▸ **To do**: Look through the records below and collect all lines that hold the string "dome".
== Data to use
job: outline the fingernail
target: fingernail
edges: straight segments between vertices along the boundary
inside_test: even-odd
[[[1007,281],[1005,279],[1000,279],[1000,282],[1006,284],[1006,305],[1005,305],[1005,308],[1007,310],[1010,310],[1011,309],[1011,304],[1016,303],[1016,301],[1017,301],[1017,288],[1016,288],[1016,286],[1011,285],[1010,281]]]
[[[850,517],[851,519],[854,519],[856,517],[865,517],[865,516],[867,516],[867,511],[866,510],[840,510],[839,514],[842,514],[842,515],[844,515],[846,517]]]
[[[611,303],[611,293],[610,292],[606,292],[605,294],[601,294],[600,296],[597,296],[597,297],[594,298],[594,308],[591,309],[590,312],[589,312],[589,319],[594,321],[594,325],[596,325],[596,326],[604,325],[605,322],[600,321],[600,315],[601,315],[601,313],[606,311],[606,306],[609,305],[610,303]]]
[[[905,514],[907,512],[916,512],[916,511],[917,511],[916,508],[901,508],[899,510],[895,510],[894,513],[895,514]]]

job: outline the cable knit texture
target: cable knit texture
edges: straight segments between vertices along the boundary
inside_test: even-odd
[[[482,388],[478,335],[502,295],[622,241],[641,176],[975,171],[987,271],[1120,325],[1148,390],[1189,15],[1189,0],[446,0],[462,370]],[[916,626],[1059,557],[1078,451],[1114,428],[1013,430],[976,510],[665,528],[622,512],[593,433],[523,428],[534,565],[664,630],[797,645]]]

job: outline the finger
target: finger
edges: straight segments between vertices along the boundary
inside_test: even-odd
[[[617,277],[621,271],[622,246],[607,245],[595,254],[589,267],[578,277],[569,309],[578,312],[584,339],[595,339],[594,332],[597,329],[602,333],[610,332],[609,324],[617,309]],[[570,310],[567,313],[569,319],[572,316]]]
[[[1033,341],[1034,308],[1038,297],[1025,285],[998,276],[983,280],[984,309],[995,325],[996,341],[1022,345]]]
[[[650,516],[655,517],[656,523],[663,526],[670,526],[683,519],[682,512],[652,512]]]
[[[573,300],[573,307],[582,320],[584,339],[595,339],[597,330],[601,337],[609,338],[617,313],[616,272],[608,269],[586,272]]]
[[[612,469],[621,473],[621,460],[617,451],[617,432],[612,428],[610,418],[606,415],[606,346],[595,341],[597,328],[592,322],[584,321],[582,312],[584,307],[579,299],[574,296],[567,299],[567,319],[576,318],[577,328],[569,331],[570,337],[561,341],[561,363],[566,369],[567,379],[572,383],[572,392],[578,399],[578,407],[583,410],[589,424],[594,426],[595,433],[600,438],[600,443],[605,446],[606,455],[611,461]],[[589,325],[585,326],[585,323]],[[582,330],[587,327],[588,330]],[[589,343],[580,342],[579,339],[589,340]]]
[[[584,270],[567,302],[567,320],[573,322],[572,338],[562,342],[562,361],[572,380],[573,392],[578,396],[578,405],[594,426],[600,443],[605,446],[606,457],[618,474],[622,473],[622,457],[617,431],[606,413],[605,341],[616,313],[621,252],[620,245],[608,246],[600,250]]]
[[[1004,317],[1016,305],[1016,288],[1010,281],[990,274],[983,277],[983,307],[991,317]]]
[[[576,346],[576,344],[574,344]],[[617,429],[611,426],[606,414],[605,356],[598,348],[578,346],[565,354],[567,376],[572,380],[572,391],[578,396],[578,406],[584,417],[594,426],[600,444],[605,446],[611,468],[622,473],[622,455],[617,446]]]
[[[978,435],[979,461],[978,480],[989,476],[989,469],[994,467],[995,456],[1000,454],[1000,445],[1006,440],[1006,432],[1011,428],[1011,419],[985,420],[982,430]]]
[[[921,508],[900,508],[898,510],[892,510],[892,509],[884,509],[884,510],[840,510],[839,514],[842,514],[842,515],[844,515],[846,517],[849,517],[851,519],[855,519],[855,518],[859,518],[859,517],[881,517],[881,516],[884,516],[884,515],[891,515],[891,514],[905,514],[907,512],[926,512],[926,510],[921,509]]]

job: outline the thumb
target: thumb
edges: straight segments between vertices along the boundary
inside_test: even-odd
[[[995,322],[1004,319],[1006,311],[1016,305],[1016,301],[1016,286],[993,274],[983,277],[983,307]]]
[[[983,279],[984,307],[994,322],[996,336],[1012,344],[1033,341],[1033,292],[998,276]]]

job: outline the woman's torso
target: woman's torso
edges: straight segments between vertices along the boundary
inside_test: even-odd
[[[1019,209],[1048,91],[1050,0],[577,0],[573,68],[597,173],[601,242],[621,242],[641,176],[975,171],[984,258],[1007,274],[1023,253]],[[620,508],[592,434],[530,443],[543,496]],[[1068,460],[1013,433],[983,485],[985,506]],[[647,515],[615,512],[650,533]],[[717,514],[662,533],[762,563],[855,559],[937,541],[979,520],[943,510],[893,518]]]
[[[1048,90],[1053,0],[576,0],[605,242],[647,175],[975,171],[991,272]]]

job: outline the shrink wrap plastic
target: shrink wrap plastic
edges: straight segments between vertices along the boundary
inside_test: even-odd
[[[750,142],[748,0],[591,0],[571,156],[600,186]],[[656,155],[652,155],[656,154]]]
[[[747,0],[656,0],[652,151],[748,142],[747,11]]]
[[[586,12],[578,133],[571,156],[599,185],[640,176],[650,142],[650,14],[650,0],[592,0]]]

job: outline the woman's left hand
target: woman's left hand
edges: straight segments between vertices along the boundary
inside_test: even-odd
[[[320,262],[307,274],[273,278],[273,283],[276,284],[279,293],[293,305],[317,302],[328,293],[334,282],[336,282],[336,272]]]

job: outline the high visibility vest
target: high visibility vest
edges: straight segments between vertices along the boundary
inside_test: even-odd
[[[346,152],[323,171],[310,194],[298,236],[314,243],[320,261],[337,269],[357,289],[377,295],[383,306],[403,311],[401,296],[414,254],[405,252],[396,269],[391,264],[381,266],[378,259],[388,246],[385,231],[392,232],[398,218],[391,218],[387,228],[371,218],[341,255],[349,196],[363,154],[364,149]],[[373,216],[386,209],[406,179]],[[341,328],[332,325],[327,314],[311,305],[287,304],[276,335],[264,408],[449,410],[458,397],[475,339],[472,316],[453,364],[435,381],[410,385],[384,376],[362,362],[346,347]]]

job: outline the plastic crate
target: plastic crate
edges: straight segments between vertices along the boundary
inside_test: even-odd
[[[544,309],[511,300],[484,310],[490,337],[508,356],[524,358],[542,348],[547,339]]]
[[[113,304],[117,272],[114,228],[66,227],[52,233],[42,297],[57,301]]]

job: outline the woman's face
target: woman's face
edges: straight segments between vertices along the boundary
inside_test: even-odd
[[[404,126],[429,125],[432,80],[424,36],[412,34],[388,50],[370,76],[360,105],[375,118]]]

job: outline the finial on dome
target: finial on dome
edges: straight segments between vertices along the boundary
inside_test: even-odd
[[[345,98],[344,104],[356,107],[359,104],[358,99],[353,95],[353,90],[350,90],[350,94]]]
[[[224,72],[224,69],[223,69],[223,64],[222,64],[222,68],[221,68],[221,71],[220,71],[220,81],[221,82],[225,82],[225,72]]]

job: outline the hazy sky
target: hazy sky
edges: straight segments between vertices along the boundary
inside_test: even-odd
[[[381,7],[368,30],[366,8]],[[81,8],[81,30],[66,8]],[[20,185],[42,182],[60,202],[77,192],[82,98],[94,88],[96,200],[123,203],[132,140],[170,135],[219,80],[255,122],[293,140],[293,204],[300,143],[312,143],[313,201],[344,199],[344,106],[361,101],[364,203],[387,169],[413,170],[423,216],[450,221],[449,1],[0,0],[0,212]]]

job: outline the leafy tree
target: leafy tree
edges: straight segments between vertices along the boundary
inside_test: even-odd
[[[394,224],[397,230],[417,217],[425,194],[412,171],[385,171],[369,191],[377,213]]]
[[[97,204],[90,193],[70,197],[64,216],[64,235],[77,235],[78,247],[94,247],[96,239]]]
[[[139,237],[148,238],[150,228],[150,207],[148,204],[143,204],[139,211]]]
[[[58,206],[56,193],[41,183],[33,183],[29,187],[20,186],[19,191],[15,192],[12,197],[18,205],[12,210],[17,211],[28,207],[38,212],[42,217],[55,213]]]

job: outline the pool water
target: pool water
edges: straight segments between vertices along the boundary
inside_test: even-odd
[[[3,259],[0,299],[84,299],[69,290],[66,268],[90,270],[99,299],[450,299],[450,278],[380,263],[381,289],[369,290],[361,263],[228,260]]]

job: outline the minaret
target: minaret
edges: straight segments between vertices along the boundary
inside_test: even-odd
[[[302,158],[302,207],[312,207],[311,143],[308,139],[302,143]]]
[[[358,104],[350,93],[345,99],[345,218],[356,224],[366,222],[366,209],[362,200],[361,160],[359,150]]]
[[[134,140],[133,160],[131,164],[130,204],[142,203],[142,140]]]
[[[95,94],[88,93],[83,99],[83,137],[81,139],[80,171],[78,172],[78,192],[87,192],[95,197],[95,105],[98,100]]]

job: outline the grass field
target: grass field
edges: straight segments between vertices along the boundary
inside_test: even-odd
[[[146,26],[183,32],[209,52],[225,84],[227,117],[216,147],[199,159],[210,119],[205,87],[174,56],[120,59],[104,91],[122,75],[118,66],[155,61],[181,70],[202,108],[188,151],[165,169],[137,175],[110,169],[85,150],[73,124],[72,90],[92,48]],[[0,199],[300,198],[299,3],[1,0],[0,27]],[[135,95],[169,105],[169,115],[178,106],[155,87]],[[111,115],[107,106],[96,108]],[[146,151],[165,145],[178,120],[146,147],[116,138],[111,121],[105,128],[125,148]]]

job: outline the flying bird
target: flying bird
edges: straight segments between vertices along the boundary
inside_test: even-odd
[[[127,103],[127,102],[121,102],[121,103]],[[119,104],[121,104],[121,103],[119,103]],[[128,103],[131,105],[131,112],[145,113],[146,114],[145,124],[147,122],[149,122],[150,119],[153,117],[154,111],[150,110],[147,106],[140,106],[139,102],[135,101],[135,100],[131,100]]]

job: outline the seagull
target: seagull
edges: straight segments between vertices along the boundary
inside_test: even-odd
====
▸ **Reply**:
job: outline the finial on dome
target: finial on dome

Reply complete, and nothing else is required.